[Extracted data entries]
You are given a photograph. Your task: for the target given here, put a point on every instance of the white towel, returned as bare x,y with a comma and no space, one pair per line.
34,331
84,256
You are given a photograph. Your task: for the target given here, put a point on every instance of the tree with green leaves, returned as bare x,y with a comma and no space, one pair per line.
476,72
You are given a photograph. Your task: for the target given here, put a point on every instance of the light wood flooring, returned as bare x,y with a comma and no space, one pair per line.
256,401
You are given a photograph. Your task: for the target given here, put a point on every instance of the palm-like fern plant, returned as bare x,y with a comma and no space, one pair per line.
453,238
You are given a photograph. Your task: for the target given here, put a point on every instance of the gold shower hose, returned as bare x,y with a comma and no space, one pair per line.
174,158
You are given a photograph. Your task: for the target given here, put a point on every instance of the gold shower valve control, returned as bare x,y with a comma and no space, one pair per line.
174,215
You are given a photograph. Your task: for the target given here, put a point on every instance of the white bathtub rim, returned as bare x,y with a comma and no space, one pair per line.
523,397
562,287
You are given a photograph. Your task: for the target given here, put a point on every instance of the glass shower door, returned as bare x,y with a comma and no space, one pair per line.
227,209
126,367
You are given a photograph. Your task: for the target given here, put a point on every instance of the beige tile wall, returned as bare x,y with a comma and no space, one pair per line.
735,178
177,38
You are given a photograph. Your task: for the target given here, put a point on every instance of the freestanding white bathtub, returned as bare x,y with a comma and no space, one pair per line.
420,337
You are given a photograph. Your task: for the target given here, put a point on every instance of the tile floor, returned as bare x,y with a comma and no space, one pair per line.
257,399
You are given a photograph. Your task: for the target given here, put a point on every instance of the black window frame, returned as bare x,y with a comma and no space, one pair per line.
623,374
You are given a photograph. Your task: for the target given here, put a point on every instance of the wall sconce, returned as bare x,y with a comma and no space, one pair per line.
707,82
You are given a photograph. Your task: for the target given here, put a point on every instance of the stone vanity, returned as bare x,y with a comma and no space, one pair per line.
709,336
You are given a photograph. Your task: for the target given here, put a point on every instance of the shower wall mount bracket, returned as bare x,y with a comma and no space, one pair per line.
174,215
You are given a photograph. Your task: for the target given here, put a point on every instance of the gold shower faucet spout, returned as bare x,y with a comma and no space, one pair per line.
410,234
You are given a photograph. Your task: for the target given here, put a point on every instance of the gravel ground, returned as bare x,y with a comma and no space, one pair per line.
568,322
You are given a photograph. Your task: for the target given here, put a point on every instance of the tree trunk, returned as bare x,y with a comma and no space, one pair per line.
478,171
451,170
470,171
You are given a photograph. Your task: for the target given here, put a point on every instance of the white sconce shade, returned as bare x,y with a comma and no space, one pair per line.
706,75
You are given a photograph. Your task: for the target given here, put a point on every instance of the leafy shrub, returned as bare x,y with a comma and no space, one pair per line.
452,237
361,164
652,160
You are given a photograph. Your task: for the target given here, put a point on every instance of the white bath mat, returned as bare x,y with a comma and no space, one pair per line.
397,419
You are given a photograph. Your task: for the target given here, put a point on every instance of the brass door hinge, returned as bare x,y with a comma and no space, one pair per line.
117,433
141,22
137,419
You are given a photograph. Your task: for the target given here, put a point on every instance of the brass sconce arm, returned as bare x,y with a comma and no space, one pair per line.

Short problem
Starting at the line that contains "bath mat, returned" and ending with the last line of the material, copy every line, including the requests. Offset each coordinate in the answers by 150.

Reply to the exercise
You are given a photograph. Your task: for the target given here, put a point on every instance of the white bath mat, returned as bare x,y with a comma and no space, one pair per line.
547,569
You are given a photograph. Your task: for the target given here, put a point on every instance of the brass door hinge, returned as bare x,y with a comma and no space, one pair per line.
267,583
291,172
287,569
You are given a photograph. Your task: for the target given here, put a point on every instance of the brass sconce arm, returned as bare x,y with a comma and no space, one pair per line.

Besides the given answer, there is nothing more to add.